**Instruction:** Format the data below as a numbered list, leaving out blank lines and the pictures.

○ ○ ○

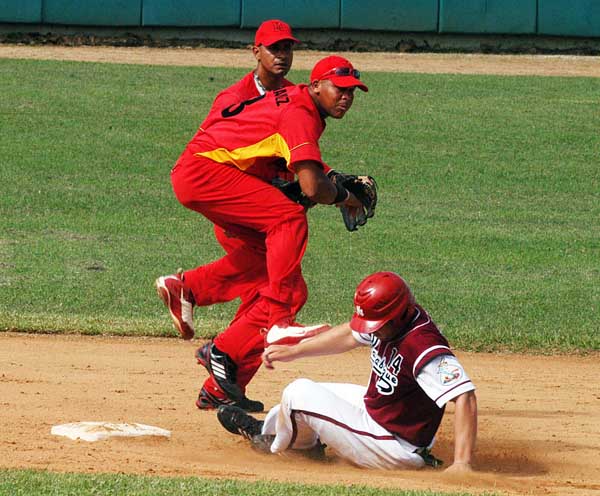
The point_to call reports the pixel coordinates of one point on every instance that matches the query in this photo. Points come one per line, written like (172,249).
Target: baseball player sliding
(392,422)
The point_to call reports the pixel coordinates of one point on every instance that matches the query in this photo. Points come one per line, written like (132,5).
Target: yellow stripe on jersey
(245,157)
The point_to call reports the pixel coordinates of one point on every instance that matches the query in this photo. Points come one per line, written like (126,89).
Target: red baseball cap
(339,71)
(272,31)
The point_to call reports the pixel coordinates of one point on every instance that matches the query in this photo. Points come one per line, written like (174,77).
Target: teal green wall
(513,17)
(390,15)
(92,12)
(298,13)
(569,17)
(21,11)
(488,16)
(191,13)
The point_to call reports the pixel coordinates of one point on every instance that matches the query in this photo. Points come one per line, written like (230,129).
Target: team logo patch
(449,372)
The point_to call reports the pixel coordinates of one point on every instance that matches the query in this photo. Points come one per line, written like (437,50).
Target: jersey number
(236,108)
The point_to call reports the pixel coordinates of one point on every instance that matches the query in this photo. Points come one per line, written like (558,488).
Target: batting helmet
(380,298)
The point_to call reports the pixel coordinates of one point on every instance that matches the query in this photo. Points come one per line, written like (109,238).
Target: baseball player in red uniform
(225,174)
(393,421)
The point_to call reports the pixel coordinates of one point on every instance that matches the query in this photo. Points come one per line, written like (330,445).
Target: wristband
(342,194)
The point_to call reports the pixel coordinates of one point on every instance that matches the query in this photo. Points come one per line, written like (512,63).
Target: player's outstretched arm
(465,432)
(336,340)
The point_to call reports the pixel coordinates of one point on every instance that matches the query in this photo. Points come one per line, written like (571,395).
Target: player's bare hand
(278,353)
(459,468)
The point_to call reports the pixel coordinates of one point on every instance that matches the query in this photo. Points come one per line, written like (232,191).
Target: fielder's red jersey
(394,398)
(244,89)
(256,135)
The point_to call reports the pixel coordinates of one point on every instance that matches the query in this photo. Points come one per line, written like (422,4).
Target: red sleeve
(301,130)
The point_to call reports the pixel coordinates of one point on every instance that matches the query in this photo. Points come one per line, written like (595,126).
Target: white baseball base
(94,431)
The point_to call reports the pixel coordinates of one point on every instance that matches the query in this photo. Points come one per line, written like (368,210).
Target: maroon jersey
(394,399)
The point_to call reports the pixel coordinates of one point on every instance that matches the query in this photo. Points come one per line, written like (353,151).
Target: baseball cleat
(212,401)
(222,369)
(237,421)
(262,442)
(180,302)
(293,334)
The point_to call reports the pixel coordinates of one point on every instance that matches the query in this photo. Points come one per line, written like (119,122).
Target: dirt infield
(539,428)
(539,416)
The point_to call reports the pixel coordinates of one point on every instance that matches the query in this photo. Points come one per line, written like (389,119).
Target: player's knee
(299,388)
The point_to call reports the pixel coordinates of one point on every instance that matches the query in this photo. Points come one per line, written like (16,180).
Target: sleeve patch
(449,372)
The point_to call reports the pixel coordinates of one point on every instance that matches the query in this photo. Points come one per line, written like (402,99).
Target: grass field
(489,208)
(489,201)
(17,483)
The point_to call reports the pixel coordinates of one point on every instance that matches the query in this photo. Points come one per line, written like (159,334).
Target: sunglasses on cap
(342,71)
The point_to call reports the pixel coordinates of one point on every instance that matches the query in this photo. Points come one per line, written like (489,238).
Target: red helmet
(379,298)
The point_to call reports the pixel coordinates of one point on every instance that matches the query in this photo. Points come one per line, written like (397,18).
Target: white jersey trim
(420,357)
(365,339)
(444,379)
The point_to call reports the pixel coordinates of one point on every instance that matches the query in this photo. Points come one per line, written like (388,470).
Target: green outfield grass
(489,201)
(32,483)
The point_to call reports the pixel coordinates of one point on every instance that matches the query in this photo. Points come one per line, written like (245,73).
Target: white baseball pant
(336,414)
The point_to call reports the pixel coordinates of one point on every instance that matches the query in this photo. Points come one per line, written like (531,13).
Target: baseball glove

○ ○ ○

**Exercise result:**
1. The point_to call reports the pixel coordinates of one point on every instance that matches the query in this photo. Points come one per line, written like (172,249).
2. Target: baseball player sliding
3. (392,422)
4. The point_to call reports the pixel coordinates of one point on every instance that matches the query in this photo. Points come one per line, written like (132,5).
5. Target: yellow stripe on jersey
6. (245,157)
7. The point_to call reports the pixel coordinates of one point on every instance that matches the query in this photo. Points come one per line, written like (126,89).
8. Target: red baseball cap
9. (339,71)
10. (272,31)
11. The point_to call reports the pixel coordinates of one point on every instance that matches the query in this photo. Points come one per line, written like (174,77).
12. Target: teal green wall
13. (513,17)
14. (390,15)
15. (92,12)
16. (298,13)
17. (569,17)
18. (21,11)
19. (488,16)
20. (191,13)
21. The point_to call reports the pixel coordinates of one point on every instance that matches the query in this photo. Points come one per line, written like (230,129).
22. Target: team logo patch
23. (449,372)
24. The point_to call reports the pixel coordinates of one point on every instance that matches the query in this photo. Points come one per line, written like (437,50).
25. Target: jersey number
26. (236,108)
27. The point_to call reports the pixel coordinates of one point on every instance that matches the query in this photo. Points come one per line, written like (558,488).
28. Target: batting helmet
29. (380,298)
30. The point_to call reports the pixel coordinates of one point on every instance that matches the query in this photo. Points come one per line, written like (109,238).
31. Target: baseball player in red uniform
32. (225,174)
33. (393,421)
34. The point_to call reports the pixel coordinates of one point on every instance that matches the query in this photo. Points come one per line, written like (330,445).
35. Target: wristband
36. (342,194)
37. The point_to call reports the pixel coordinates of one point on every instance that matches the query in this photo. Points come one per line, written like (512,63).
38. Target: player's outstretched arm
39. (465,432)
40. (336,340)
41. The point_to call reports the pixel coordinates of one point on every instance that matches the query in this photo. Points come one per line, written like (571,395).
42. Target: player's bare hand
43. (278,353)
44. (459,468)
45. The point_to call reports the pixel coordinates of one point on every instance that matches the query in this photo. Points come one per line, written like (232,191).
46. Target: fielder's red jersey
47. (394,398)
48. (244,89)
49. (256,135)
50. The point_to call reports the pixel coordinates of one point on every instance that matches the query in this photo. Points come one per line, written like (422,4).
51. Target: red sleeve
52. (301,130)
53. The point_to call reports the pixel coordinates of one point on every instance that matches the query in this photo. Points come one per line, written like (595,126).
54. Target: white baseball base
55. (94,431)
56. The point_to call reports the pixel coordinates of one point on every instance that matches the query in this photo. Points come one per line, written like (368,210).
57. Target: maroon jersey
58. (394,399)
59. The point_to call reports the pixel coordinates of one point on every instance that matches the query in this photo. Points come one per line, written like (353,151).
60. Target: baseball cleat
61. (212,401)
62. (222,369)
63. (237,421)
64. (262,442)
65. (180,302)
66. (293,334)
67. The point_to call reports the pixel coordinates of one point on every instance that matches the query in this photo. Points come one per line, written like (119,122).
68. Target: dirt infield
69. (539,428)
70. (539,416)
71. The point_to call reports the pixel coordinates of one point on every instance that matches the query in this photo. Points come one per line, written like (389,119).
72. Target: player's knee
73. (299,388)
74. The point_to call reports the pixel coordinates of one point on every instance that matches the query in this photo. Points come one per line, written like (16,180).
75. Target: sleeve patch
76. (449,372)
77. The point_to call reports the pixel coordinates of one point on every instance that matches the query in this photo. Points come one per line, written like (402,99).
78. Target: grass field
79. (489,208)
80. (489,201)
81. (17,483)
82. The point_to call reports the pixel coordinates of one point on every instance that matches the query in this photo. Points come one per line, written like (159,334).
83. Target: sunglasses on cap
84. (342,71)
85. The point_to call reports the pixel coordinates of one point on every instance that matches the query in this photo. Points come one per line, written like (489,238).
86. Target: red helmet
87. (379,298)
88. The point_to call reports the pixel coordinates of one point on every instance that matches the query in this photo. Points come one per line, written like (397,18).
89. Target: white jersey trim
90. (420,357)
91. (365,339)
92. (444,379)
93. The point_to call reports the pixel coordinates of one point on every instance that matches the query in this photo. Points come one per line, written like (388,470).
94. Target: green outfield grass
95. (489,201)
96. (32,483)
97. The point_to call reports the pixel coordinates of one point on every instance that matches the query in this photo. Points come one per line, written like (245,73).
98. Target: white baseball pant
99. (336,414)
100. The point_to call reports the pixel coordinates of one point on every instance that matches the query in this photo. Points come one per line, written like (531,13).
101. Target: baseball glove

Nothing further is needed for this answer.